• Data for analysis
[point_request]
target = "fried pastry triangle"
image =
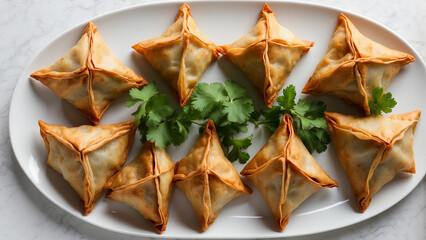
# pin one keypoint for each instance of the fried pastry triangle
(208, 178)
(146, 185)
(88, 156)
(267, 54)
(285, 172)
(180, 55)
(354, 65)
(373, 150)
(89, 76)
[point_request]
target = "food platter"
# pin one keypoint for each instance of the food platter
(247, 216)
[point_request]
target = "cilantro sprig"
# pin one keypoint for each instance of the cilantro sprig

• What is required
Which lines above contain the word "sprig"? Copy all of them.

• Solved exercise
target = "cilantro sprig"
# pin one keypoint for each instance of the cilantro sprig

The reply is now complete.